▶ **Written problem A**:
In the passage about leaving farm life for university, which college did he enroll in?

+---+

Good-bye city life . . .

After several years of shoveling dusty barley and stinky pig shit and, in minus 40-degree winter days, trying to thaw out frozen water bowls and, during late nights delivering baby pigs and harvesting, he started to think that maybe university life wasn’t all that bad.

It's always good to have cows around

One fall, after harvest was finished, he packed up the shop, sold the house, and reenrolled in post-secondary school. His first thoughts were to continue with his high school advisor’s dream of becoming a veterinary doctor, but he soon abandoned that idea and came up with some ideas of his own. He enrolled in the College of Physical Education and studied the world of sports and athletics. He was young and strong as he could be, and his entire ration of spare time while he farmed had been spent on playing baseball and hockey and football. He had been a runner and a cycler and a tennis player. He skied all winter, every winter, and in the summertime he played more baseball. He loved sports.

Sport was his life

So, when he signed up as a student of Physical Education, he was simply beside himself with joy when he found out that in every class he took, every example of every theoretical topic presented by every professor and coach, was a sports example. Every blackboard and whiteboard pointer used in every lecture hall and every locker room was a broken hockey stick or decapitated golf club or fractured badminton racquet. His instructors and professors were famous athletes and coaches. His classmates were players on the university teams. He was surrounded, no immersed, in sport and athletics every waking hour of the day. He even dreamed about sports at night, and when he found himself at home on rare occasions with no homework and no games to play, he watched hockey and baseball and football and Olympic games on television. His life could not have been any better. But, then came the inevitable. It was time to graduate. He so wanted to be a permanent fixture in the life of his college. He wanted to be a Phys. Ed. student forever, but the faculty and staff would not have any part of it so they bestowed him with a degree and handed him off like a football in a last-minute goal line stand and, he was gone.

+---+

▶ **Written problem B**:
Copy out, word for word, the part of the records that opens with the line containing "shrub in this photo as pixel coordinates." and closes with the last line of the records.

▶ **Input data**:
+---+

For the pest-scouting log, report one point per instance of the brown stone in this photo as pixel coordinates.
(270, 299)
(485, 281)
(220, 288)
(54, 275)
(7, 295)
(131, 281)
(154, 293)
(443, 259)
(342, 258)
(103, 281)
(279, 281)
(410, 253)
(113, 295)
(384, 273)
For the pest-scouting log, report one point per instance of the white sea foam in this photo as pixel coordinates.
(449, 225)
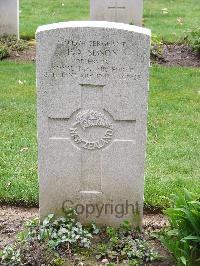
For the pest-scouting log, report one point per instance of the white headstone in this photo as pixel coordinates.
(125, 11)
(9, 17)
(92, 83)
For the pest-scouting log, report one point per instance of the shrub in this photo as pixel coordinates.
(183, 238)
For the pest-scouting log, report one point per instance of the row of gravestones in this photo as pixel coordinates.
(126, 11)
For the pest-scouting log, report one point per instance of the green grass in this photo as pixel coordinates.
(173, 153)
(173, 150)
(166, 25)
(39, 12)
(18, 163)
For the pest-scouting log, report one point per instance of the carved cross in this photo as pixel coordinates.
(91, 130)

+---+

▶ **Worked solution A**:
The College of Physical Education.

▶ **Worked solution B**:
For the pest-scouting log, report one point per instance of the shrub in this photo as pixel coordinates.
(183, 238)
For the pest-scouting log, report one point per instance of the row of gravestones in this photo as pixel coordinates.
(126, 11)
For the pest-scouting log, report one point per instance of the green grass in this photo as pixel coordinates.
(173, 153)
(173, 150)
(166, 25)
(39, 12)
(18, 163)
For the pest-scouting log, report one point per instance of the carved cross in this photo as pixel coordinates.
(91, 130)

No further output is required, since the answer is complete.